-- Start --
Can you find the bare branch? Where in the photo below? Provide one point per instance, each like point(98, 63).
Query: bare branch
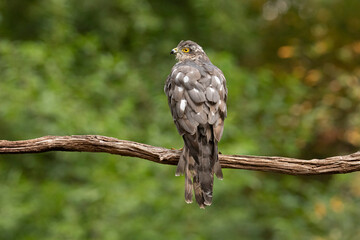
point(95, 143)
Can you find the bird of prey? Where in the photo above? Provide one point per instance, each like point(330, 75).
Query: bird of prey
point(197, 93)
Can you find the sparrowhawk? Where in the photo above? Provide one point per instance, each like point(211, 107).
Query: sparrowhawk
point(197, 93)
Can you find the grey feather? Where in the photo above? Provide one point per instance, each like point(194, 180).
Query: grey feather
point(200, 120)
point(197, 96)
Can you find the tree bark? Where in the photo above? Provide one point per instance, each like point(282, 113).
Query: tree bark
point(95, 143)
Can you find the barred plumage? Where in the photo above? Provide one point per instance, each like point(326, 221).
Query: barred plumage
point(197, 93)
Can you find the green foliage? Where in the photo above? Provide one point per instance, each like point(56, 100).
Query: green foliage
point(98, 67)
-- End --
_WHAT THE EXERCISE ASKS:_
Copy every line from the one containing "Can you find the green" down to the end of the items, and nothing else. In the answers, multiply each coordinate by 2.35 and round it to a whole number, with halves rounding up.

_THE OUTPUT:_
Can you find the green foliage? Where in the photo above? Provide one point per instance, each like point(56, 100).
Query: green foliage
point(230, 157)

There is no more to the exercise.